- Material provided -
↓

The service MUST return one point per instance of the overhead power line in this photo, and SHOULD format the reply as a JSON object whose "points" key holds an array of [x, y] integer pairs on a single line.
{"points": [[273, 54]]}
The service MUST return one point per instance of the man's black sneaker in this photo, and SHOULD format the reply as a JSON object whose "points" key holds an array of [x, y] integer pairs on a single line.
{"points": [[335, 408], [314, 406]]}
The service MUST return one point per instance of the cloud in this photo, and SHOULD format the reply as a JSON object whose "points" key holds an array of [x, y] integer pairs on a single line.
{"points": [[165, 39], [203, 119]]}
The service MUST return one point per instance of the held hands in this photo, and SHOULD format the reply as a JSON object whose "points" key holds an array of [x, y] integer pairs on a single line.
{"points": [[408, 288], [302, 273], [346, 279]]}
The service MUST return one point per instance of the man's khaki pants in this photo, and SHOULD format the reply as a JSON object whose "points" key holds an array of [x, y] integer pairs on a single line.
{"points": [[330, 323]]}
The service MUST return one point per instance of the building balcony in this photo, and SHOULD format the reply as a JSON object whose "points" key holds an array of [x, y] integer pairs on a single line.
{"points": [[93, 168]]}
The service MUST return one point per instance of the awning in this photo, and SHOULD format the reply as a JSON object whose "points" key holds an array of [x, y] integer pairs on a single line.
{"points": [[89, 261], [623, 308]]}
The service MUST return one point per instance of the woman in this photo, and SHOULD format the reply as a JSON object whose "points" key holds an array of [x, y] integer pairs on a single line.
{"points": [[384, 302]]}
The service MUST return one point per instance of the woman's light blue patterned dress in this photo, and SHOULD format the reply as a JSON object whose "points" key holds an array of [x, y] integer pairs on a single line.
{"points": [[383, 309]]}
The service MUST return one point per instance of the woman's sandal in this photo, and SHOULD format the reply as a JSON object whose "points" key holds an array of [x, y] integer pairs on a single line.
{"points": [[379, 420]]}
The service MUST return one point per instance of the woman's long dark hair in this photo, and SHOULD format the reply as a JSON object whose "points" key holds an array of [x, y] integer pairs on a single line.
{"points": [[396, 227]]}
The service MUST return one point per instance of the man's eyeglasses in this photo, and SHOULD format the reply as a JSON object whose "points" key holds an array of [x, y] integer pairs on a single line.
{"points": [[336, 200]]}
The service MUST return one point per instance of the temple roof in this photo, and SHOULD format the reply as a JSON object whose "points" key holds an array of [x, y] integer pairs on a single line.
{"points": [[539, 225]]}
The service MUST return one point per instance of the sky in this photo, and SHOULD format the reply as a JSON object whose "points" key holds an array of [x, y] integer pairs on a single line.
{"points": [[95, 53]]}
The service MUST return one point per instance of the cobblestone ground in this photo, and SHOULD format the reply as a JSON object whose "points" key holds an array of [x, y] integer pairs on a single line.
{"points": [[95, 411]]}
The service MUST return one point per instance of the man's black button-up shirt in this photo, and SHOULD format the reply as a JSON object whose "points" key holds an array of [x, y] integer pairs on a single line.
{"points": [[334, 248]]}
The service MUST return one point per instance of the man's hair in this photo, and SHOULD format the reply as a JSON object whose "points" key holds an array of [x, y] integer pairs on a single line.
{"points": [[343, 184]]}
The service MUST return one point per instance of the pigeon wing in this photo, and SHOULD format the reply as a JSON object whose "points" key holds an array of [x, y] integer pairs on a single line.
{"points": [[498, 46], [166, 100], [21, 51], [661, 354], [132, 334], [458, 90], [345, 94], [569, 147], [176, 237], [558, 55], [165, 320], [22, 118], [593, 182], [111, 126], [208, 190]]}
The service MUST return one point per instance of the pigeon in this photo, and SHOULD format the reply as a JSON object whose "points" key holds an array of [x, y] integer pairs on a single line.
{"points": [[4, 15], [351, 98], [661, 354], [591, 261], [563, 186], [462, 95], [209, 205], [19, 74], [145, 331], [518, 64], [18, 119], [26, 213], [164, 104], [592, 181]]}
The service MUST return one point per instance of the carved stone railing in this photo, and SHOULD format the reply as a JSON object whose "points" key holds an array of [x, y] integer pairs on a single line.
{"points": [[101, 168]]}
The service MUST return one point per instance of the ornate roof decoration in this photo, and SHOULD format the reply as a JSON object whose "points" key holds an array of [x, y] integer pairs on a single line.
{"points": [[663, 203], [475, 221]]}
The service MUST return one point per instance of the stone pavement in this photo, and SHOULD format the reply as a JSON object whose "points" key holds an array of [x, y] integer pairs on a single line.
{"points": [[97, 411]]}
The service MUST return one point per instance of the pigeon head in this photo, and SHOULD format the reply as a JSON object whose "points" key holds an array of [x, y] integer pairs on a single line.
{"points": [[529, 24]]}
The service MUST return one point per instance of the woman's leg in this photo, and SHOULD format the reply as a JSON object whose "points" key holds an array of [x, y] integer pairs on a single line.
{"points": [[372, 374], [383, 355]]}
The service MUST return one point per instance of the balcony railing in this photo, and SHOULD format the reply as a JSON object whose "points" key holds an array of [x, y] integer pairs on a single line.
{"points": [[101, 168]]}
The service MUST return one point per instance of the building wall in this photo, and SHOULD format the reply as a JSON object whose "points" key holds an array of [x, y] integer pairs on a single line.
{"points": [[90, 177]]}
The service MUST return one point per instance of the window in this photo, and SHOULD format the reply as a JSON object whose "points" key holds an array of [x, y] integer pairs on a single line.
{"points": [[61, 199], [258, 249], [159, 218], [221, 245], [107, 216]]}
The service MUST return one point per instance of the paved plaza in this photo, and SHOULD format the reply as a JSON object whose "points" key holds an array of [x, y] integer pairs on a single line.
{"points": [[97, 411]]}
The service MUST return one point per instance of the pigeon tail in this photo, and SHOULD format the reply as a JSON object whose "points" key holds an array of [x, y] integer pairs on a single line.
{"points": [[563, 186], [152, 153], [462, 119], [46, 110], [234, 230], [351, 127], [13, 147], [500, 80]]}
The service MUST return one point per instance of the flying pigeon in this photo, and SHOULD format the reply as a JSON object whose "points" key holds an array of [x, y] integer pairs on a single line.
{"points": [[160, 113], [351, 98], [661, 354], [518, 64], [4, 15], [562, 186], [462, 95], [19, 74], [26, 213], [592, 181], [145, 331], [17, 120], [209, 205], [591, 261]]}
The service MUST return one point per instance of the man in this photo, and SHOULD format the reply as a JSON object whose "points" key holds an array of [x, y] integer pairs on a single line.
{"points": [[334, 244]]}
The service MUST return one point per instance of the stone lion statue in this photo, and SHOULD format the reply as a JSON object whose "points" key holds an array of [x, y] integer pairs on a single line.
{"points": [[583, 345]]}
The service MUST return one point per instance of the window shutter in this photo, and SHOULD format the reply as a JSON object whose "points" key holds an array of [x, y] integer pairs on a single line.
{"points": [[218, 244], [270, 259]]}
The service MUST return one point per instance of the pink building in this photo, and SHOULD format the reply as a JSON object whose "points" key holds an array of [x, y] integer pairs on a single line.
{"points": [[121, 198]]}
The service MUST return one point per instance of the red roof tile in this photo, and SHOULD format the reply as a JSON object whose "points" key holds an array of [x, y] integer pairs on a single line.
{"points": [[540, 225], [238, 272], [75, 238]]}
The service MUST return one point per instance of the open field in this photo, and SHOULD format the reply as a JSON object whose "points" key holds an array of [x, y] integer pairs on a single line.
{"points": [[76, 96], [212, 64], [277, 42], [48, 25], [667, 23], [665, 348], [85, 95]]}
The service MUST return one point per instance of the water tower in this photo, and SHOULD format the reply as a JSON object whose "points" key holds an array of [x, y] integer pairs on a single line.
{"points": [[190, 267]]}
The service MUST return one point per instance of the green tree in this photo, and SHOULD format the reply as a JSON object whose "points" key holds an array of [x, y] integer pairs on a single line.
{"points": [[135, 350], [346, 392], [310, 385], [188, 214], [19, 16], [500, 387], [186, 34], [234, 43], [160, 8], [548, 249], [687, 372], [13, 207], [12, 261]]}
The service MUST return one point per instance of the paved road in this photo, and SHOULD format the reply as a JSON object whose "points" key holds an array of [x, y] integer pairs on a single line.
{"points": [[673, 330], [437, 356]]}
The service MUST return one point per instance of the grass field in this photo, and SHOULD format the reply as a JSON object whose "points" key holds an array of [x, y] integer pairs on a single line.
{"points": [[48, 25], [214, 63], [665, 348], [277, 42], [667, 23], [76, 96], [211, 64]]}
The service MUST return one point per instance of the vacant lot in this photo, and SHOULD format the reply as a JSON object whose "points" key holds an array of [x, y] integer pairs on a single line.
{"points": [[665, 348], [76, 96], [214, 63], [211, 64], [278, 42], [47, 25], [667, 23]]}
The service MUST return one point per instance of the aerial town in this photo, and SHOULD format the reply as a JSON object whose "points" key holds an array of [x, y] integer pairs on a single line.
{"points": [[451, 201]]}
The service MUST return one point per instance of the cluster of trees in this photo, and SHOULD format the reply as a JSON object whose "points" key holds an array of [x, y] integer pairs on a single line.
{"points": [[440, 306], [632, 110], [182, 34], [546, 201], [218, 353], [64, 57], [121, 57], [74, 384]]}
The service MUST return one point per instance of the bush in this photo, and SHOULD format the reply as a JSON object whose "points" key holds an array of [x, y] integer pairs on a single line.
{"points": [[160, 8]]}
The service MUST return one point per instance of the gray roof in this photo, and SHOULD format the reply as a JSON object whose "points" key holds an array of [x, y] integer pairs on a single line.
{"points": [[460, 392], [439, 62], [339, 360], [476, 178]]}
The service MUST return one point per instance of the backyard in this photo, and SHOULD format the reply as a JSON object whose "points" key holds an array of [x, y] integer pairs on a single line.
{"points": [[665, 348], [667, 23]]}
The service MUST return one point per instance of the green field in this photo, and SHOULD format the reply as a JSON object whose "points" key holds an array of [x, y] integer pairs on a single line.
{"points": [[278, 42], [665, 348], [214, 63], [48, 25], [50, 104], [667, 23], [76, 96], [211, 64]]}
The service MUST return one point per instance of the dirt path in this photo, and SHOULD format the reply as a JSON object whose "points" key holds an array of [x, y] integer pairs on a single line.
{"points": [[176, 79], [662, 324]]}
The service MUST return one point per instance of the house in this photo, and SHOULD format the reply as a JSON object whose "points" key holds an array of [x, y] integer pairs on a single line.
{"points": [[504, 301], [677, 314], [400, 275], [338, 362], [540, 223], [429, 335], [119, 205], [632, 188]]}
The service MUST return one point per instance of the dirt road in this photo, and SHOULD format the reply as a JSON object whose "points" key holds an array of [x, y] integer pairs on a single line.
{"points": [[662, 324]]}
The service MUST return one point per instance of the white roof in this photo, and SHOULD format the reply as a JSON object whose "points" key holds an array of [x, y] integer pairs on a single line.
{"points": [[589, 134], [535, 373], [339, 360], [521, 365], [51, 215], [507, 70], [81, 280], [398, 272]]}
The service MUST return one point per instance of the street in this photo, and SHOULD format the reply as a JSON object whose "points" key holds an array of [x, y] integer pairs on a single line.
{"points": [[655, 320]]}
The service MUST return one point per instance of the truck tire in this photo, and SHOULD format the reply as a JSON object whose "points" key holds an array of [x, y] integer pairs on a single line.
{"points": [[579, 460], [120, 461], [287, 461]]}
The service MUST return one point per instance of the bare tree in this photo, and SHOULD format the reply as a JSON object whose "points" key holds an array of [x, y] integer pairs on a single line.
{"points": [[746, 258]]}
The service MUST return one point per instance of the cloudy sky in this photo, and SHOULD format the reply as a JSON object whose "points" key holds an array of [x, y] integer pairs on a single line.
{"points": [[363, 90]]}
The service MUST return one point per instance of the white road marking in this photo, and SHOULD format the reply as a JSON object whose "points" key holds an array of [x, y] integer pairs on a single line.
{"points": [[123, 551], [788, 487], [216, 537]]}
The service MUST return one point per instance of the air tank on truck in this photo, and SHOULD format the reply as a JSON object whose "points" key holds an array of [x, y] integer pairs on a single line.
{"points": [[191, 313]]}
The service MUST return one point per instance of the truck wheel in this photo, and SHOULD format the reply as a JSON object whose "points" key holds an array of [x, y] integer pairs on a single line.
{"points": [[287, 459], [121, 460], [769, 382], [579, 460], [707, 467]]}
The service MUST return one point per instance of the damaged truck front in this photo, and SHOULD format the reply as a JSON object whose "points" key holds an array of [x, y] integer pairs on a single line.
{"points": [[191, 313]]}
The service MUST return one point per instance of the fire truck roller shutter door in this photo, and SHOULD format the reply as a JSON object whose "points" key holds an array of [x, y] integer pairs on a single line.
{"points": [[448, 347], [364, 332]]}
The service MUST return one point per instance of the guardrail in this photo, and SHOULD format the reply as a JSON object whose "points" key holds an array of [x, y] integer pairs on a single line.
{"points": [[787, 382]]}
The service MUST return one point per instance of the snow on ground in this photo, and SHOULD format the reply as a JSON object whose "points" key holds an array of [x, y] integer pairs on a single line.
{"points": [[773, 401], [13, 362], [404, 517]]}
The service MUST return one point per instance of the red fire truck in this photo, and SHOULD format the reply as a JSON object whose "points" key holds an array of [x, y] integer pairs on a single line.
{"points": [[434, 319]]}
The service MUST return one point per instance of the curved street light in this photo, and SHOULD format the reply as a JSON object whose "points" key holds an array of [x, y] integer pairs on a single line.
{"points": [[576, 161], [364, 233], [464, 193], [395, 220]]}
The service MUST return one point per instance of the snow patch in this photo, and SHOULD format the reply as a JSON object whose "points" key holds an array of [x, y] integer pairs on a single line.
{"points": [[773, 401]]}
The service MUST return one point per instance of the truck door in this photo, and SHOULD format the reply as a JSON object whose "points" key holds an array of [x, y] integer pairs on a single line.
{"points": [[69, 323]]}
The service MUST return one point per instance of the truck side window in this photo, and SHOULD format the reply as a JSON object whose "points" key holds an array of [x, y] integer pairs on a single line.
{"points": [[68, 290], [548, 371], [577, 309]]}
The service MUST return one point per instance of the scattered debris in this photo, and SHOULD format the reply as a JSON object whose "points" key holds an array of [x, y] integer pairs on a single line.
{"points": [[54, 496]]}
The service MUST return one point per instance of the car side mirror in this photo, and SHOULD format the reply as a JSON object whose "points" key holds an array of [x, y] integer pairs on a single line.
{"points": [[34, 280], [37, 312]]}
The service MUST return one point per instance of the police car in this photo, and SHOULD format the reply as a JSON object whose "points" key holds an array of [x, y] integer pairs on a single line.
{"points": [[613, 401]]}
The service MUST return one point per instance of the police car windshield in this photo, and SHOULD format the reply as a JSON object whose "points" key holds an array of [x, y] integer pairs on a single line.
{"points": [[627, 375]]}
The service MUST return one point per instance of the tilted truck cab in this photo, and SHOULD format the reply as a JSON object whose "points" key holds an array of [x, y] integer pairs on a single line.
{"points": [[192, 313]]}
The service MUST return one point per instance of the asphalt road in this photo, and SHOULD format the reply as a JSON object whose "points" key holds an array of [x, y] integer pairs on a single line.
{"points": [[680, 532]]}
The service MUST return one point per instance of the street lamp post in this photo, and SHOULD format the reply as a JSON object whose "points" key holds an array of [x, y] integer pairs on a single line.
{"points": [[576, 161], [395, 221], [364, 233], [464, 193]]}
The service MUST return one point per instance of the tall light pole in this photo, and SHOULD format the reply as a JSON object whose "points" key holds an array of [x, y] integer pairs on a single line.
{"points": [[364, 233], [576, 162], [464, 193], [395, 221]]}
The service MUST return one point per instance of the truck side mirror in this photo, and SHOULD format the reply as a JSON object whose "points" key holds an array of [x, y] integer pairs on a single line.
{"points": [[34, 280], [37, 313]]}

↑

- What is expected -
Starting at the line with "truck side mirror", retype each line through the final one in the data above, unchanged and with nothing added.

- Solution for this task -
The service MUST return one point per instance of the truck side mirror in this photo, and SHOULD format the reply as a JSON object whose "points" key holds an array of [x, y] integer pairs on a single line.
{"points": [[34, 280], [37, 313]]}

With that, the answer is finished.